• EXERCISE DETAILS
Below is a set of records; reproduce them exactly without their pictures.

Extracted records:
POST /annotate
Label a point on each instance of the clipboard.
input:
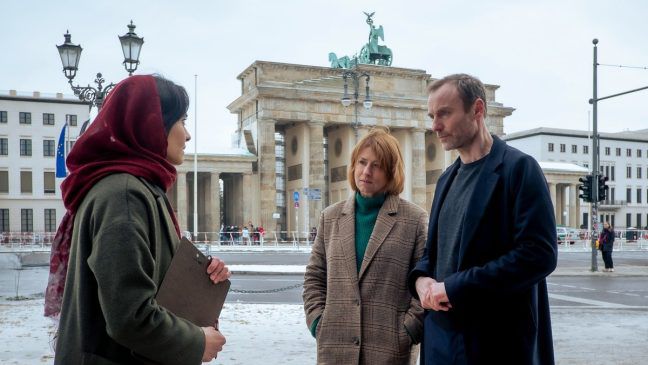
(188, 292)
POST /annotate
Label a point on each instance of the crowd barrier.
(625, 240)
(574, 240)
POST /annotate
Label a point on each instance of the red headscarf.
(127, 136)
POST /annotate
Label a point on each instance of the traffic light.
(602, 187)
(586, 188)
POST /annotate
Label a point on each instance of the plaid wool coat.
(367, 317)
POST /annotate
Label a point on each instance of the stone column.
(316, 170)
(181, 194)
(573, 199)
(553, 193)
(417, 180)
(267, 176)
(213, 204)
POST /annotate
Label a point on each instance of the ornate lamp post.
(346, 100)
(71, 54)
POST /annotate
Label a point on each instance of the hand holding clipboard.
(188, 291)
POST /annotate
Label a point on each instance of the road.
(564, 291)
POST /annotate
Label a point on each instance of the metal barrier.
(26, 240)
(625, 240)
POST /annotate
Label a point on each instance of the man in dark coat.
(491, 242)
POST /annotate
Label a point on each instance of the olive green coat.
(122, 244)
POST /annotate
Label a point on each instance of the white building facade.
(30, 126)
(623, 159)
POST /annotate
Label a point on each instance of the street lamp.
(346, 100)
(71, 54)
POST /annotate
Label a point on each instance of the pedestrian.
(606, 242)
(313, 234)
(245, 233)
(120, 235)
(356, 302)
(491, 242)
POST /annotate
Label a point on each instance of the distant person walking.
(606, 243)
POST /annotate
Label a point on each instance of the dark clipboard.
(188, 292)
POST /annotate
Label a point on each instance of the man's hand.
(432, 294)
(217, 270)
(214, 342)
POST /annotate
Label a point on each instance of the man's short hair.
(387, 150)
(469, 88)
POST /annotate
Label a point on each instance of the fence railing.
(625, 240)
(267, 238)
(26, 240)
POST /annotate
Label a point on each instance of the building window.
(48, 119)
(49, 182)
(4, 220)
(25, 147)
(25, 182)
(4, 147)
(71, 119)
(48, 148)
(26, 220)
(50, 220)
(24, 118)
(4, 182)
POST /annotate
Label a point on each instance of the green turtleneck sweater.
(366, 213)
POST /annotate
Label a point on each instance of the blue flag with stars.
(60, 155)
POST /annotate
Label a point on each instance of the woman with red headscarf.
(119, 234)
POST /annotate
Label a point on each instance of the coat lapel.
(478, 202)
(346, 232)
(384, 224)
(160, 199)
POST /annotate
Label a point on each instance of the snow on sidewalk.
(256, 334)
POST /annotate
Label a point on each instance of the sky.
(538, 52)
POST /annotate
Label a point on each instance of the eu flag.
(60, 155)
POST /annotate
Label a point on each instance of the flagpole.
(67, 137)
(195, 136)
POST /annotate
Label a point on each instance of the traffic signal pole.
(595, 168)
(595, 156)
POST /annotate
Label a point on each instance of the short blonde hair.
(387, 149)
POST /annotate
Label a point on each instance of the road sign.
(315, 194)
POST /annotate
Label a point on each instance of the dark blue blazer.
(507, 249)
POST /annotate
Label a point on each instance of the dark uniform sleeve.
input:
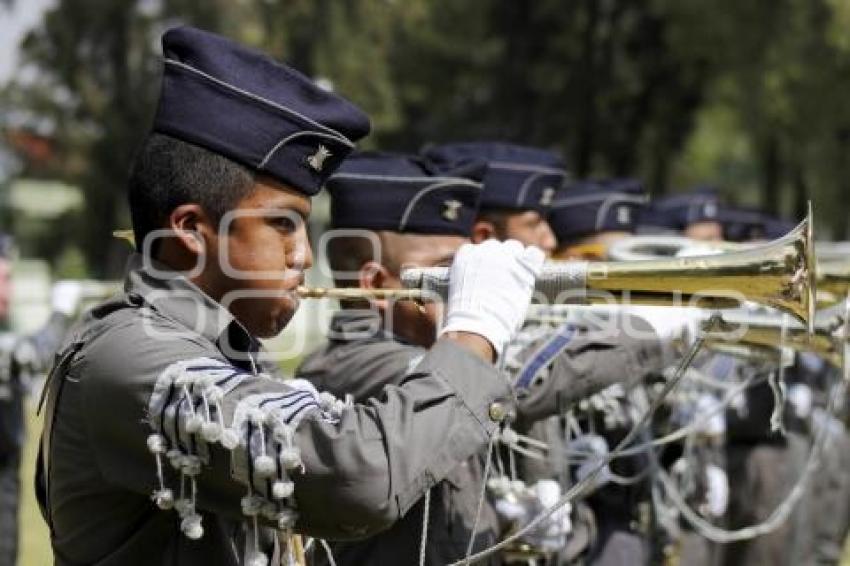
(584, 361)
(173, 417)
(360, 368)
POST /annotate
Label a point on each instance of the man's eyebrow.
(283, 210)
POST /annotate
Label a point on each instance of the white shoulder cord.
(670, 437)
(777, 387)
(426, 511)
(481, 495)
(782, 511)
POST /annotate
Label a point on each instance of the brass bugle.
(664, 246)
(762, 331)
(357, 294)
(780, 274)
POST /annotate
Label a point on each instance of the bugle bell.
(779, 274)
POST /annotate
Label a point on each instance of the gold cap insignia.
(452, 209)
(547, 196)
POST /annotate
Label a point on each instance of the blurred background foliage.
(750, 96)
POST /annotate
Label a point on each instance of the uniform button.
(497, 412)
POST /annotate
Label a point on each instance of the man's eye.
(285, 224)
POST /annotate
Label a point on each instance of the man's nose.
(547, 238)
(303, 252)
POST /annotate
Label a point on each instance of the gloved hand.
(490, 289)
(676, 327)
(66, 297)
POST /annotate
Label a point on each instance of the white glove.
(66, 297)
(717, 490)
(490, 289)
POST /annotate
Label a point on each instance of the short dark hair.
(168, 172)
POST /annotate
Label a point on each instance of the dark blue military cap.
(243, 105)
(518, 177)
(408, 194)
(701, 204)
(590, 207)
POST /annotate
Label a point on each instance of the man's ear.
(482, 230)
(192, 228)
(373, 275)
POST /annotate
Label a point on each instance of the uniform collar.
(174, 296)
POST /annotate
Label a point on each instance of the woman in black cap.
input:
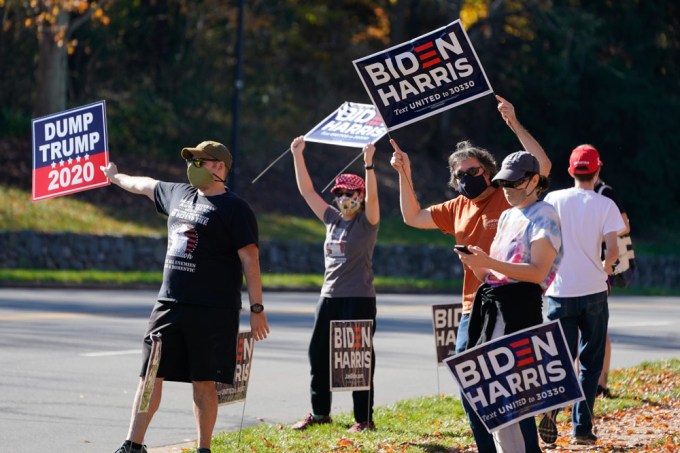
(522, 262)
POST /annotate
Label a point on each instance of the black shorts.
(198, 342)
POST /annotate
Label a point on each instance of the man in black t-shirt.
(607, 191)
(212, 244)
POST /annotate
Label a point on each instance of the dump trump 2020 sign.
(68, 149)
(422, 77)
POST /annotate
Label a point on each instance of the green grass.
(66, 214)
(437, 423)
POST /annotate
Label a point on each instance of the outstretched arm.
(141, 185)
(529, 143)
(371, 199)
(411, 211)
(304, 182)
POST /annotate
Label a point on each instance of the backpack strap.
(602, 188)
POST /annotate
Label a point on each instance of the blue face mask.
(472, 186)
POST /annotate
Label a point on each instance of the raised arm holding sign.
(471, 218)
(347, 293)
(424, 76)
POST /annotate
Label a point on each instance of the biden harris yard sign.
(422, 77)
(68, 149)
(518, 375)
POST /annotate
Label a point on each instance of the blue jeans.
(483, 438)
(589, 315)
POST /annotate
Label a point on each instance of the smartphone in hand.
(462, 248)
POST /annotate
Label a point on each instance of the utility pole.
(236, 97)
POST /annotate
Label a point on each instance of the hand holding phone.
(463, 249)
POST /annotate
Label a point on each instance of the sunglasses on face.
(472, 171)
(198, 163)
(512, 184)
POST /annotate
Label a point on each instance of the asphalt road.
(69, 361)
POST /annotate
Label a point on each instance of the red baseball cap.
(584, 159)
(348, 181)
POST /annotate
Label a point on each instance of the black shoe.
(586, 439)
(603, 391)
(128, 448)
(547, 428)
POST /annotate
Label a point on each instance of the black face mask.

• EXERCISE SOLUTION
POST /annotate
Label a point on each instance of the clipboard.
input:
(188, 292)
POST /annotate
Label a point on each instance of the crowd barrier.
(625, 240)
(574, 240)
POST /annotate
Label a point on each instance of the red headscarf.
(127, 136)
POST /annotate
Label a point on each instance of the traffic light.
(602, 187)
(586, 188)
POST /annotate
Label a point on each instance of the plaid wool coat.
(367, 317)
POST /annotate
Label a point on each instance of the stone column.
(316, 170)
(181, 194)
(573, 199)
(553, 193)
(417, 180)
(267, 176)
(213, 204)
POST /annotate
Label a point on each instance of the ornate lamp post.
(346, 100)
(71, 54)
POST /annotate
Label a point on each instance of the hand holding clipboard.
(188, 291)
POST /annotate
Label a point on each instance of the road.
(564, 291)
POST /annotate
Label a point on each instance of the metal barrier.
(26, 240)
(625, 240)
POST /annotate
Label a point on each instance of the man in dark coat.
(491, 242)
POST /annotate
Label a point on each instance of the olive green coat.
(122, 244)
POST /annotate
Label a point on each instance of the white building facade.
(30, 126)
(623, 159)
POST /annotate
Label a point on each instance of the street lamp.
(346, 100)
(71, 54)
POST /annotate
Label a point on each instance of the pedestrian.
(606, 242)
(313, 234)
(245, 233)
(120, 235)
(356, 302)
(491, 242)
POST /annotate
Label a point on each instance of the distant person walking.
(606, 243)
POST /annotate
Label a point on each instance of the dark clipboard.
(188, 292)
POST /annotate
Label a point on each instance of the man's hand.
(432, 294)
(217, 270)
(214, 342)
POST /annotate
Label a point on each instance of the man's short hair.
(387, 150)
(469, 88)
POST /annotate
Label a point on each instance of the fence railing.
(625, 240)
(267, 238)
(26, 240)
POST /annotate
Label a point on each instance of the building window.
(48, 119)
(49, 182)
(4, 220)
(25, 147)
(25, 182)
(4, 147)
(71, 119)
(48, 148)
(26, 220)
(50, 220)
(24, 118)
(4, 182)
POST /annotate
Label a point on each instance of the green turtleneck sweater.
(366, 213)
POST /annotate
Label a point on each instance of the blue flag with stars.
(60, 155)
POST /annotate
Label a point on each instance of the woman with red headscarf.
(119, 234)
POST /annotate
Label a point on each instance of the coat lapel.
(478, 202)
(346, 232)
(384, 224)
(160, 199)
POST /annotate
Label a point on each instance of the snow on sidewalk.
(256, 334)
POST /annotate
Label a point on each instance of the sky.
(538, 52)
POST /annotate
Label a point on each instance of the eu flag.
(60, 155)
POST /annotate
Label a point on each instance of the flagpole.
(67, 137)
(195, 136)
POST /annotate
Label a point on each instance of the traffic signal pole.
(595, 168)
(595, 156)
POST /annotate
Label a point on each instance of the short blonde hair.
(387, 149)
POST /annotate
Label a point on each instance of the road sign.
(315, 194)
POST /annotate
Label a point on each instance of the dark blue blazer.
(507, 249)
POST /annotate
Label a point on each instance of the dark uniform sleeve.
input:
(584, 361)
(173, 417)
(360, 368)
POST /annotate
Label a point on each instance of the man's eyebrow.
(283, 210)
POST /annotate
Label a point on each instance of the white shoulder cord.
(670, 437)
(777, 387)
(426, 511)
(481, 495)
(782, 511)
POST /annotate
Label a point on each instance of the brass bugle.
(664, 246)
(762, 331)
(357, 294)
(780, 274)
POST /annotate
Label a point on each instance of the bugle bell.
(779, 274)
POST /annotate
Label a point on each instance of the gold cap insignia.
(452, 209)
(547, 196)
POST /annotate
Label a point on each instance of the blurred background foliage.
(750, 96)
POST /annotate
Label a point on each instance of the uniform button.
(497, 412)
POST /annotate
Label a point on each instance of the man's eye.
(285, 224)
POST /annotate
Label a point on each instance of the man's nose.
(547, 238)
(303, 252)
POST /annotate
Label a point on each instance of the gloved hand.
(490, 289)
(676, 327)
(66, 297)
POST /annotate
Label a point on each instance of the white glove.
(66, 297)
(717, 490)
(490, 289)
POST /annotate
Label a point on each instance of the short dark hair.
(168, 172)
POST /annotate
Label a point on each instance of the dark blue military cap.
(243, 105)
(518, 177)
(408, 194)
(701, 204)
(590, 207)
POST /annotate
Label a point on each instance of the man's ear.
(482, 230)
(192, 228)
(373, 275)
POST /annotate
Label a point on each instance of the uniform collar.
(174, 296)
POST /annotate
Label a point on each instance of the woman in black cap.
input:
(522, 262)
POST /annotate
Label a point on each instance of the black shorts.
(198, 342)
POST /annotate
Label a point on each instance of the man in black t-shirt.
(607, 191)
(212, 244)
POST /annotate
Label a point on each instance of the dump trump 2020 sign.
(68, 149)
(422, 77)
POST /annotate
Label a point on each instance of the green grass.
(66, 214)
(437, 423)
POST /annotate
Label a point on each instance of the outstretched arm.
(141, 185)
(529, 143)
(371, 199)
(411, 211)
(304, 182)
POST /annotate
Label a point on each instance of the backpack strap.
(602, 188)
POST /annotate
Label a point on each instance of the blue face mask.
(472, 186)
POST /annotate
Label a point on each instance of the raised arm holding sign.
(471, 218)
(347, 293)
(424, 76)
POST /annotate
Label a point on each instance of the biden harris yard sign.
(422, 77)
(68, 149)
(518, 375)
POST /annotate
Label a point on each instance of the blue jeans.
(483, 438)
(589, 315)
POST /annotate
Label a point on each instance of the smartphone in hand.
(462, 248)
POST /annotate
Label a point on each instance of the utility pole.
(236, 97)
POST /annotate
Label a point on each instance of the hand holding phone.
(463, 249)
POST /annotate
Label a point on each instance of the sunglasses on face.
(472, 171)
(198, 163)
(512, 184)
POST /annotate
Label a point on each instance of the asphalt road.
(69, 361)
POST /annotate
Label a point on each instance of the red baseball cap.
(584, 159)
(348, 181)
POST /annotate
Label a point on each instance of the black shoe.
(586, 439)
(603, 391)
(128, 448)
(547, 428)
POST /annotate
Label a point on each instance of the black face mask.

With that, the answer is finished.